Rewrite every line of the records below as a numbered list, skipping any blank lines.

→ Records for this task
#####

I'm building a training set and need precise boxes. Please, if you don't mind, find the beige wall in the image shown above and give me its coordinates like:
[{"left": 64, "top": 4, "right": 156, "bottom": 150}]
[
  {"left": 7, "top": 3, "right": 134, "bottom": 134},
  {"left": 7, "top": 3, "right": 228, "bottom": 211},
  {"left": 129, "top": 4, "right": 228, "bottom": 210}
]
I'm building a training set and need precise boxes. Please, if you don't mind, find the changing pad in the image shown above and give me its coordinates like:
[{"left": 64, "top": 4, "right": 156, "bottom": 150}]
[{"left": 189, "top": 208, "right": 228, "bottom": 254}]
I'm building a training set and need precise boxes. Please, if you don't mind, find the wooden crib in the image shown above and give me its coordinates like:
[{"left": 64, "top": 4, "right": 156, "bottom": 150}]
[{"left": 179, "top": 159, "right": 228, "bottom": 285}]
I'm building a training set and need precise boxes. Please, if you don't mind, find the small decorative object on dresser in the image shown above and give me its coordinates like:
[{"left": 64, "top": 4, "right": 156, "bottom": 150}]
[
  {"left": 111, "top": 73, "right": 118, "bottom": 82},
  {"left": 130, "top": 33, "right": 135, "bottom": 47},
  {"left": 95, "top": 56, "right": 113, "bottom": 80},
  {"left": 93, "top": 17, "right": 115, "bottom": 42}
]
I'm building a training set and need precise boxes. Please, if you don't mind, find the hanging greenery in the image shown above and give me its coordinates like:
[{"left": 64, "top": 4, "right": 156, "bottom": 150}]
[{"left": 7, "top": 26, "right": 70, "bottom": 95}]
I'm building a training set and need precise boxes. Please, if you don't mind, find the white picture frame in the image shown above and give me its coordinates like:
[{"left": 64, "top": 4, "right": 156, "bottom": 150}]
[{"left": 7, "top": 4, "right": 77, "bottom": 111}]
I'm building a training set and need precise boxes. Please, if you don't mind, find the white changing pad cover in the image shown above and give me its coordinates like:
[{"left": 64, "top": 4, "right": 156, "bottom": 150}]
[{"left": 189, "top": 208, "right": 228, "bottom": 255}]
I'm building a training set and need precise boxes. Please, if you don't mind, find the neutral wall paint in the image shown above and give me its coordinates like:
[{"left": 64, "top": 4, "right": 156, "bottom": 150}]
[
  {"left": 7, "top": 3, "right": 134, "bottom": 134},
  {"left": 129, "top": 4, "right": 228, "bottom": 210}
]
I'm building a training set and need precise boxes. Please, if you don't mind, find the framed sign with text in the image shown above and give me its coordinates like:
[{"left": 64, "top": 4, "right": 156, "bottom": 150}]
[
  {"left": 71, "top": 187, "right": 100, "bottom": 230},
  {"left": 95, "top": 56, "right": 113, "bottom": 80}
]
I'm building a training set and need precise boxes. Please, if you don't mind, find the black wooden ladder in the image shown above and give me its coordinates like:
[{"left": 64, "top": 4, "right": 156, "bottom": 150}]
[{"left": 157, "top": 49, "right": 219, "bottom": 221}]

#####

→ Result below
1. I'm building a training set and need precise boxes. Please, if you don't mind, find the beige wall in the image shown above and give me its coordinates like:
2. [{"left": 64, "top": 4, "right": 156, "bottom": 150}]
3. [
4.   {"left": 7, "top": 3, "right": 134, "bottom": 134},
5.   {"left": 7, "top": 3, "right": 228, "bottom": 211},
6.   {"left": 129, "top": 4, "right": 228, "bottom": 210}
7. ]
8. I'm building a training set and need precise boxes. Please, if you don't mind, find the changing pad in the image shown above and give me its coordinates like:
9. [{"left": 64, "top": 4, "right": 156, "bottom": 150}]
10. [{"left": 189, "top": 208, "right": 228, "bottom": 254}]
11. I'm building a training set and need precise boxes. Please, if you don't mind, find the wooden crib in the image shown above and give me its coordinates like:
12. [{"left": 64, "top": 4, "right": 156, "bottom": 150}]
13. [{"left": 179, "top": 159, "right": 228, "bottom": 285}]
14. I'm building a training set and need precise boxes. Please, if you don't mind, find the small decorative object on dresser in the image shown above and give me its coordinates like:
15. [{"left": 64, "top": 4, "right": 156, "bottom": 150}]
16. [
17.   {"left": 111, "top": 73, "right": 118, "bottom": 82},
18.   {"left": 130, "top": 33, "right": 135, "bottom": 47},
19.   {"left": 95, "top": 56, "right": 113, "bottom": 80},
20.   {"left": 93, "top": 17, "right": 115, "bottom": 42}
21. ]
22. I'm building a training set and need precise boxes. Please, if you don't mind, find the hanging greenery in the image shown above and give me its coordinates like:
23. [{"left": 64, "top": 4, "right": 156, "bottom": 150}]
24. [{"left": 7, "top": 26, "right": 70, "bottom": 95}]
25. I'm building a training set and need precise boxes. Please, if you don't mind, find the white picture frame in the image shown above and give me its coordinates like:
26. [{"left": 64, "top": 4, "right": 156, "bottom": 150}]
27. [{"left": 7, "top": 4, "right": 77, "bottom": 111}]
28. I'm building a training set and need precise boxes. Please, if you don't mind, find the white changing pad cover in the image shown above and give me its coordinates like:
29. [{"left": 64, "top": 4, "right": 156, "bottom": 150}]
30. [{"left": 189, "top": 208, "right": 228, "bottom": 255}]
31. I'm building a training set and need precise boxes. Please, if you don't mind, find the neutral wall paint in the image shown above and give me its coordinates like:
32. [{"left": 64, "top": 4, "right": 156, "bottom": 150}]
33. [
34.   {"left": 7, "top": 3, "right": 134, "bottom": 134},
35.   {"left": 129, "top": 4, "right": 228, "bottom": 210}
36. ]
37. I'm building a training set and need precise boxes. Please, if you don't mind, find the framed sign with text in the image shown above and give me its coordinates like:
38. [{"left": 64, "top": 4, "right": 156, "bottom": 150}]
39. [
40.   {"left": 71, "top": 187, "right": 100, "bottom": 230},
41.   {"left": 95, "top": 56, "right": 113, "bottom": 80}
42. ]
43. I'm building a training set and need precise boxes. Please, if you don't mind, find the black wooden ladder in the image shown above and give me its coordinates like:
44. [{"left": 64, "top": 4, "right": 156, "bottom": 150}]
45. [{"left": 157, "top": 49, "right": 219, "bottom": 221}]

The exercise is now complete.